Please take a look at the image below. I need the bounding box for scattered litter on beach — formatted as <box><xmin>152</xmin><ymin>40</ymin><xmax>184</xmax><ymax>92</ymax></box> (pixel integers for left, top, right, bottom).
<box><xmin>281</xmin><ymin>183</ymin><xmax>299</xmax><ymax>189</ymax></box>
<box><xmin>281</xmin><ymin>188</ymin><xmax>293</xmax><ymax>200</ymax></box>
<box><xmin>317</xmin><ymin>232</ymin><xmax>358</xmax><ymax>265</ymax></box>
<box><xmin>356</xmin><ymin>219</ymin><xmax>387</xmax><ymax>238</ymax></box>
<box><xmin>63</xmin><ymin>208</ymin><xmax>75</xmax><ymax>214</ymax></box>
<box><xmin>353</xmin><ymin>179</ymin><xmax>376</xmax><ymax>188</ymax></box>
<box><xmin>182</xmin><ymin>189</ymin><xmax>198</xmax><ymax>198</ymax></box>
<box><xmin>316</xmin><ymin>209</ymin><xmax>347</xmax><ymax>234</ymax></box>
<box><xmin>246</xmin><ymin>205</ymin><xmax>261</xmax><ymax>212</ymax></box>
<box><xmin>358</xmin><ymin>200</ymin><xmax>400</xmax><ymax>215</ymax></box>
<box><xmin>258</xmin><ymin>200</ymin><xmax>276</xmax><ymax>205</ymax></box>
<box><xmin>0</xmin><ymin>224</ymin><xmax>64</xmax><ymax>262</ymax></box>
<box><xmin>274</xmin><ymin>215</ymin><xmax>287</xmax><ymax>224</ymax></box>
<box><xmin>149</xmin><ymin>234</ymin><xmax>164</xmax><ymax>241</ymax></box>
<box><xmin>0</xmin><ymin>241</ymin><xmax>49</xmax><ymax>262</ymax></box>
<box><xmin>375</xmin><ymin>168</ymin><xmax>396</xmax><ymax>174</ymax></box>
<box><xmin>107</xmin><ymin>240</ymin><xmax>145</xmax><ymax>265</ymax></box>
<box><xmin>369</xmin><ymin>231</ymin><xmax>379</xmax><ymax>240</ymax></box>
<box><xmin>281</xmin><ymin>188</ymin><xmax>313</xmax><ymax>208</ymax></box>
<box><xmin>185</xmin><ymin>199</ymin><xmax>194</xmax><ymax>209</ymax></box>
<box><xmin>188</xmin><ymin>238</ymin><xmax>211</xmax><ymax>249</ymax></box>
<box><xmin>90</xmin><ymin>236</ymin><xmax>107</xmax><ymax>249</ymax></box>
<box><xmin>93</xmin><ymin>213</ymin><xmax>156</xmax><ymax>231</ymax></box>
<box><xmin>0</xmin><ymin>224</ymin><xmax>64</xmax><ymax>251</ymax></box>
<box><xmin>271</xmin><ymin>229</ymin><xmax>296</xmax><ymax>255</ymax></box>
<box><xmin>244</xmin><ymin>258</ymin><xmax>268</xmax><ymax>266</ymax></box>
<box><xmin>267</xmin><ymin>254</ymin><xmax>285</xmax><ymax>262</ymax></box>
========
* **What is required**
List every line of the listing above that contains the string "Please", copying each line in full. Case counts, so only matches with identical capitalization qualify.

* **Reply to the exercise**
Please take a look at the image below. I need the bounding box for scattered litter on beach — formatted as <box><xmin>152</xmin><ymin>40</ymin><xmax>184</xmax><ymax>92</ymax></box> (pixel integers for left, top, right, bottom).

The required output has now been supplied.